Julukan yang diberikan kepada Sunan Giri karena pengetahuan luasnya tentang ilmu fiqih yaitu

Rep: Kamran Dikarma Red: Agung Sasongko

REPUBLIKA.CO.ID, JAKARTA --

Dalam sejarah penyebaran Islam di Nusantara yang dilakukan Wali Songo, Sunan Giri menjadi salah satu tokoh yang memiliki kontribusi cukup signifikan. Ia adalah pendiri kerajaan Giri Kedaton yang berkedudukan di Gresik, Jawa Timur. Kerajaan tersebut dimanfaatkannya sebagai pusat penyebaran Islam di Jawa, yang pengaruhnya merambah hingga ke Madura, Lombok, Kalimantan, Sulawesi, dan Lombok. Sunan Giri lahir di Blambangan, Jawa Timur pada 1442. Ia merupakan murid sekaligus menantu dari Sunan Ampel. Sunan Giri dikenal dengan beberapa nama lain, seperti Raden Paku, Prabu Satmata, Sultan Abdul Faqih, Raden Ainul Yaqin, dan Jaka Samudra.

◆ Rincian Tugas:
Tuliskan lanjutan teks tentang Sunan Giri, mulai setelah kalimat terakhirnya. Data berikut tidak perlu digunakan.

◆ Data Tercatat:

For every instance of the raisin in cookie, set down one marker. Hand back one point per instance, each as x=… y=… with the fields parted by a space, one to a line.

◆ Jawaban Tertulis:
Dalam buku Atlas Wali Songo karya Agus Sunyoto dikatakan, Sunan Giri memiliki peranan penting dalam pengembangan dakwah Islam di Nusantara dengan memanfaatkan kekuasaan dan jalur perniagaan. Selain itu, dalam sebuah penelitian berjudul "Sejarah dan Dakwah Islamiyah Sunan Giri" yang diterbitkan Lembaga Riset Islam Pesantren Luhur Sunan Giri Malang, Sunan Giri juga disebut memanfaatkan wadah pendidikan dalam dakwahnya. Sunan Giri dikenal berkat kesungguhannya mengembangkan sistem pendidikan berbasis pesantren pada masanya. Diketahui bahwa santri yang dididiknya tidak hanya dari Jawa saja, tapi juga berasal dari beberapa daerah Nusantara lainnya, seperti Kalimantan, Makasar, Lombok, Sumbawa, Flores, Ternate, dan Tidore. Adapun pesantrennya saat ini dikenal dengan nama Pesantren Luhur Malang.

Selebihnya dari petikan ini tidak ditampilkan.